[Pointing records]
========================

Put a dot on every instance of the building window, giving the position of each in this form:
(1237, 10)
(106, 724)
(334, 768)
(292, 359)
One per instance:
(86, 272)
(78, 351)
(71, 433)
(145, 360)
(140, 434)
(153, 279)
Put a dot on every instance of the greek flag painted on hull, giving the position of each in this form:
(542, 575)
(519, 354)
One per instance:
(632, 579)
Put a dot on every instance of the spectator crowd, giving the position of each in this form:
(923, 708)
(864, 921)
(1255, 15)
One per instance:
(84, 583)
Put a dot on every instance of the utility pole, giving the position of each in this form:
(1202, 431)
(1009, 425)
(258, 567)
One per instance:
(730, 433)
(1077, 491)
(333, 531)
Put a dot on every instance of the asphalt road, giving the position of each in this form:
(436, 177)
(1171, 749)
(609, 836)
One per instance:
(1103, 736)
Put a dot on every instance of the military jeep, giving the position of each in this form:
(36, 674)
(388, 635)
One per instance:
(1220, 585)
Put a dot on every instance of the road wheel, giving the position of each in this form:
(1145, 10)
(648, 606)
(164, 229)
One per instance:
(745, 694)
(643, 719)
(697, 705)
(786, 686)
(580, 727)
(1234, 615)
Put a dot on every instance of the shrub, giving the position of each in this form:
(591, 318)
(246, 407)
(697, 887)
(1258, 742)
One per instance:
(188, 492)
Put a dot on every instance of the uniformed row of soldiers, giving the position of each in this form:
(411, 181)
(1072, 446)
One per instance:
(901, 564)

========================

- Exercise instructions:
Take the lines starting with the one that contains "Put a dot on every instance of the uniformed" and running to the end of the rows. Switch "soldiers" to "troops", and write out only those lines with everything else unchanged.

- Solution to this exercise:
Put a dot on every instance of the uniformed row of troops, giving the position of each in this form:
(411, 181)
(1072, 446)
One per instance:
(901, 564)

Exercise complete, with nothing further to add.